__Challenge__
Transcribe word for word the portion of the story that opens with "I bumped into" and closes with "was a girl.".

He was a year ahead of her, he left Nigeria after his final exams before Youth Service. He was fortunate to get a scholarship for his masters program in Ireland, and he must return as soon as he is done.

Bibi, as secretive as ever graduated and left Nigeria also. I have never seen her up till this day.

I bumped into the Katsina lover boy in Abuja recently, he was so happy to see me. He was with his wife and two daughters.

The wife whom I knew too well. As he was about to introduce her she cuts in quickly, "she is my aunty before I met you". He smiled and quickly say Bibi is fine and doing well with my children in Ireland. Then it clicked.

I smiled and replied, I have been her aunty ever since she was a girl.

This lady had two daughters for two different men within three years. People called her names and believed no responsible man will ever marry her.

__Dataset extract__
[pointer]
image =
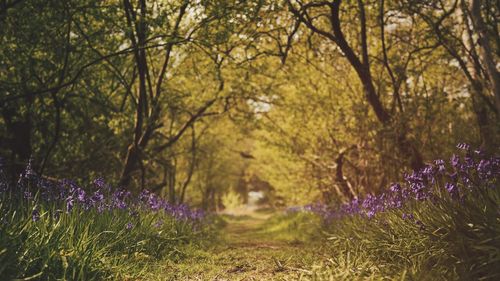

__Exercise result__
I bumped into the Katsina lover boy in Abuja recently, he was so happy to see me. He was with his wife and two daughters.

The wife whom I knew too well. As he was about to introduce her she cuts in quickly, "she is my aunty before I met you". He smiled and quickly say Bibi is fine and doing well with my children in Ireland. Then it clicked.

I smiled and replied, I have been her aunty ever since she was a girl.